§ **Work instructions**
A) In the passage on converting numeric strings in Java, what is the maximum value of the short data type?
B) Continue the passage on converting numeric strings in Java, starting after its last sentence.

§ **Document extract**
# # # # #

To throw a small twist into things, you want to convert all this from a string representation of a numerical value which can be from either a float or double data type ("100.00"). It's this decimal point within the numerical string that throws a glitch into things when doing any conversion and therefore needs to be handled before doing any such thing.
Some things to consider:
As a String, you can represent any number you like in any format you like. It can be as big as you want and it can be as small as you want. I can even be a number that is imaginary or doesn't exist, but the bottom line is....it will always be a String and you can do such things with String data types. Converting a String numerical value to an actual numerical data type such as byte, short, integer, long, double, float, etc is a different ball game altogether. Some String numerical values are easy to convert and yet some require more specific attention to detail.
A byte data type is an 8-bit signed two's complement integer. It has a minimum value of -128 and a maximum value of 127 (inclusive).
A short data type is a 16-bit signed two's complement integer. It has a minimum value of -32,768 and a maximum value of 32,767 (inclusive).
The int (integer) data type is a 32-bit signed two's complement integer, which has a minimum value of -2147483648 and a maximum value of 2147483647.
The long data type is a 64-bit two's complement integer. The signed long has a minimum value of -9223372036854775808 and a maximum value of 9223372036854775807.
At the end of it all these four data types all maintain integer values with each data type also maintaining a minimum and maximum of values. You need to also consider this to some extent when doing data type conversions. If you are going to create a conversion method to convert from one data type to another you need to ensure that you do not exceed that minimum and maximum allowable value for the data type you want to convert to. Not a big deal if you want to convert a byte data type to a short data type or a short to an integer since we know that the lesser will always play in the larger but this is not necessarily so when a larger is to play in a lesser (short to byte).
Your conversion method needs to check the value to convert so as to ensure it will actually fit into the desired data type. Java has constants to assist you with this so that you don't have to remember these minimums and maximums, for example: Integer.MIN_VALUE and Integer.MAX_VALUE or Byte.MIN_VALUE and Byte.MAX_VALUE.

# # # # #

§ **Listed entries**

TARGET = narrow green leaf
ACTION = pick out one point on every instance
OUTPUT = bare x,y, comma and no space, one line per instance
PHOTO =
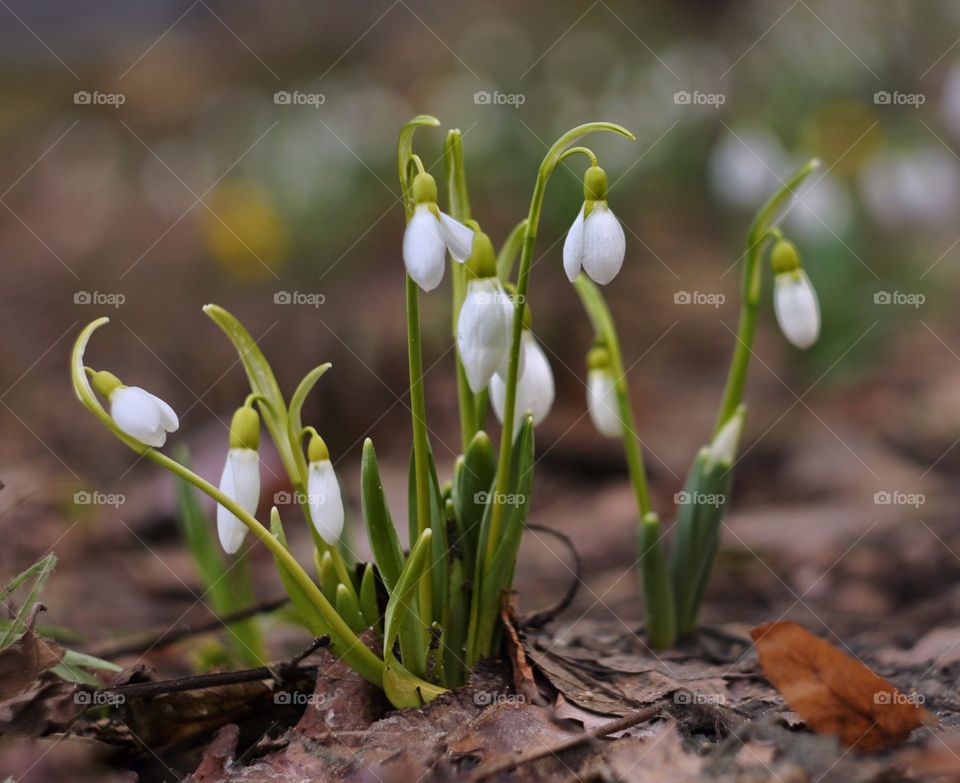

# # # # #

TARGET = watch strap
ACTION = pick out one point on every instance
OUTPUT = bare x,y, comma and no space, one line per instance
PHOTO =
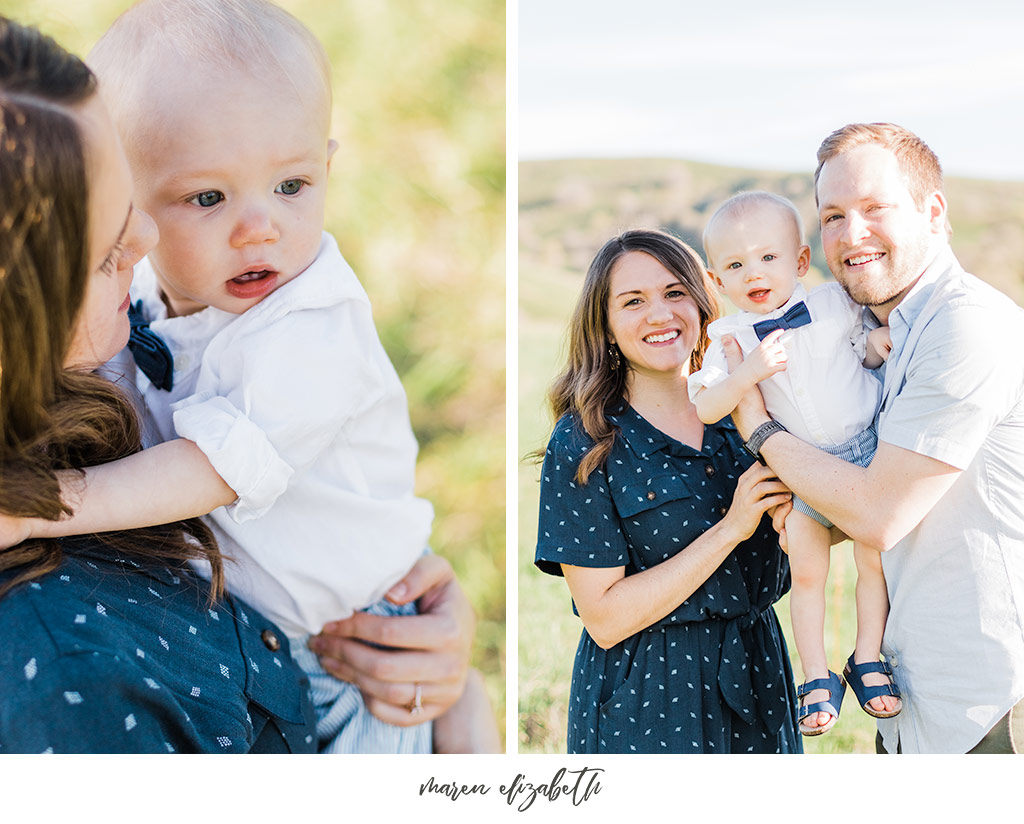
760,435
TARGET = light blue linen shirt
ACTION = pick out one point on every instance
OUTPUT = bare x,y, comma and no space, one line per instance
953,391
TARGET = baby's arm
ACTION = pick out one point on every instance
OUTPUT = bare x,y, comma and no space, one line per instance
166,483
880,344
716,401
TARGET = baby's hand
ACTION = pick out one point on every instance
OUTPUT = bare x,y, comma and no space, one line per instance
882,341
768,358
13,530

# # # # #

§ **Written answers**
A) 32,767

B)
When dealing with numerical strings you may also want to ensure that the string you're dealing with is actually a string representation of a numerical value and not a alphanumeric value such as that of a Hexidecimal string or just a plain out entry error whereas a character other than a digit has crept into the string somehow. In my opinion, the string: "100.00" is a string representation of both a alphanumeric value (because of the period) and a numeric value since it is a string representation of a double data type. What it will truly be depends upon how you handle the period (decimal point) in the string within your conversion method.
Let's take another look at that string value ("100.00"). Another thing you may want to consider is, what if our string value was: "100.74"? How do you want to handle this particular value? Do you want to Round Down to 100 or *Round Up to 101 before you convert it to a data type that requires a integer value?
Let's convert the String representation of the value "100.00" to a short data type. Now keep in mind that the methods I provide below by default will always convert a string representation of a double data type (if supplied) downwards, for example 100.45 or 100.99 will be 100. If you want to properly round up or down for this type of value then supply a boolean true in the optional roundUpDown argument:
private short StringToShort(final String input, final boolean... roundUpDown) {
// Make sure there no dead whitespaces...
String inputValue = input.replaceAll(" ", "");
int i = 0; // default return value is 0
// If inputValue contains nothing ("") then return 0
if(inputValue.equals("")) { return 0; }
// Is inputValue an actual numerical value?
// Throws an exception if not.
// Handles negative and decimal point...
if (!inputValue.matches("-?\\d+(\\.\\d+)?")) {
throw new IllegalArgumentException("\nStringToShort() Method Error!\n"
+ "The value supplied is not numeric (" + inputValue + ").\n");
}
// Was the optional roundUpDown argument supplied?
boolean round = false; // default is false
if (roundUpDown.length > 0) { round = roundUpDown[0]; }
// Convert the String to a Integer value
if (inputValue.contains(".")) {
// Must be a double type representation supplied
Double value = Double.parseDouble(inputValue);
if (round) { i = (int) Math.round(value); }
else { i = (int) value.intValue(); }
}
else {
// Must be a Integer type representation supplied
i = Integer.parseInt(inputValue);
}
// Is the Integer value now too small or too
// large to be a Short data type?
if (i > Short.MAX_VALUE || i < Short.MIN_VALUE) {
throw new IllegalArgumentException("\nStringToShort() Method Error!\n"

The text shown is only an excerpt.